▶ [Recorded data]
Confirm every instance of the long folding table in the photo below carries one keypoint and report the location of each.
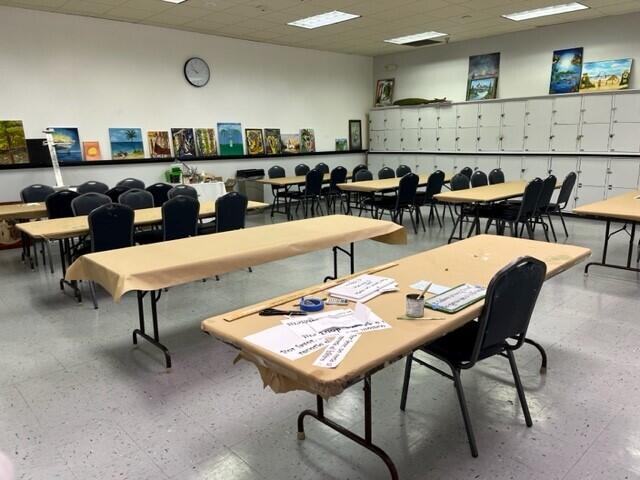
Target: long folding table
(622, 208)
(474, 260)
(148, 269)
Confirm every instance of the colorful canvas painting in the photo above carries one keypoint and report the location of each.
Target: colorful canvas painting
(254, 140)
(355, 135)
(13, 146)
(126, 143)
(159, 144)
(483, 67)
(184, 145)
(67, 144)
(230, 139)
(290, 142)
(307, 140)
(206, 143)
(384, 92)
(566, 69)
(91, 151)
(606, 75)
(272, 141)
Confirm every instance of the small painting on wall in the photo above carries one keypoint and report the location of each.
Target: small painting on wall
(272, 142)
(384, 92)
(184, 145)
(254, 140)
(91, 151)
(206, 143)
(230, 139)
(606, 75)
(13, 145)
(159, 144)
(67, 144)
(126, 143)
(307, 140)
(566, 69)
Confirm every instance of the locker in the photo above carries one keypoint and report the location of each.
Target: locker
(566, 111)
(626, 108)
(625, 137)
(489, 139)
(446, 139)
(597, 109)
(564, 137)
(428, 139)
(594, 137)
(467, 115)
(467, 138)
(490, 114)
(512, 138)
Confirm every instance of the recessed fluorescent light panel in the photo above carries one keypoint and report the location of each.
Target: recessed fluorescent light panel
(416, 37)
(323, 19)
(546, 11)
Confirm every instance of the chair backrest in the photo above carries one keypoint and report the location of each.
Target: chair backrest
(59, 204)
(402, 170)
(136, 198)
(459, 182)
(566, 189)
(111, 227)
(160, 192)
(467, 172)
(115, 192)
(313, 182)
(231, 210)
(363, 175)
(386, 172)
(180, 217)
(92, 186)
(87, 202)
(496, 176)
(187, 190)
(302, 169)
(35, 193)
(479, 179)
(511, 298)
(131, 183)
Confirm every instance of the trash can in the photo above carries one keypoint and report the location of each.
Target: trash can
(246, 183)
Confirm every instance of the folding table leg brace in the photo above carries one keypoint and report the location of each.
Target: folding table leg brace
(365, 441)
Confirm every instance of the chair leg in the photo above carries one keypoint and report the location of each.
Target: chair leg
(516, 378)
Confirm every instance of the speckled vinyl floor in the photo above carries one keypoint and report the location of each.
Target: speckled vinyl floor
(77, 401)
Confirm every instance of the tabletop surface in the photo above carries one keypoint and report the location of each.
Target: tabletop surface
(474, 260)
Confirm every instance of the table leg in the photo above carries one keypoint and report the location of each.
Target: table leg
(365, 441)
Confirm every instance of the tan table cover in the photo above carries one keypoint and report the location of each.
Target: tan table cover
(76, 226)
(474, 260)
(621, 207)
(166, 264)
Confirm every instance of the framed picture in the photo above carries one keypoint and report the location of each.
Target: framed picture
(384, 92)
(355, 135)
(254, 140)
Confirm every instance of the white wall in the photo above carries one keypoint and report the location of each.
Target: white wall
(62, 70)
(525, 60)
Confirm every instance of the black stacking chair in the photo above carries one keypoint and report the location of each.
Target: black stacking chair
(402, 201)
(386, 172)
(183, 190)
(160, 193)
(87, 202)
(35, 193)
(496, 176)
(500, 329)
(131, 183)
(563, 199)
(402, 170)
(115, 192)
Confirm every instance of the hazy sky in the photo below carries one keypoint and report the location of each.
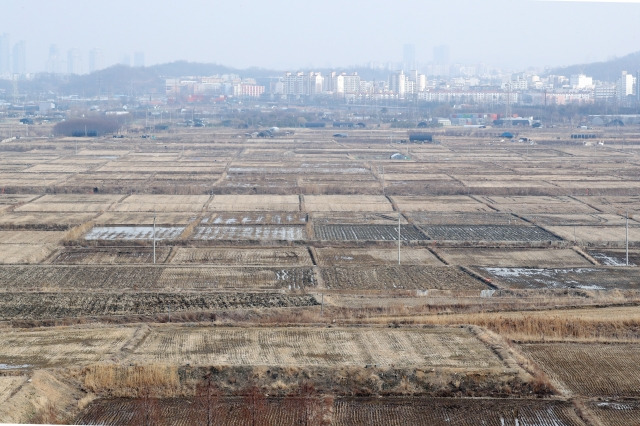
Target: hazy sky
(284, 34)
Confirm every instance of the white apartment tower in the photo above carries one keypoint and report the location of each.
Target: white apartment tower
(581, 81)
(624, 87)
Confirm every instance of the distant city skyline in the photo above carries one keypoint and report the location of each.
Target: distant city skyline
(282, 34)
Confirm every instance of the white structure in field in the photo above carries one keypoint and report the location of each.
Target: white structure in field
(625, 84)
(581, 81)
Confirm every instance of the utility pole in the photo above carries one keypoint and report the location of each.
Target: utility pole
(627, 237)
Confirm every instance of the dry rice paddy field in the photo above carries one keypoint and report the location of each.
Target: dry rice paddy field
(278, 282)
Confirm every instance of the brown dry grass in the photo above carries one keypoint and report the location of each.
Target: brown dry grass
(545, 325)
(131, 380)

▶ [DIRECTIONS] What is needed is an exact copy of the lines from the one containing "Target: dry rice paddy field" to the end of the data; please add nothing else.

▶ [SOLUTION TO THE PROBLEM]
Target: dry rice paddy field
(278, 282)
Confirm every instance of the brown dry grass in the photo above carries one keypoint and report the location of each.
Target: brown dry grass
(545, 325)
(131, 380)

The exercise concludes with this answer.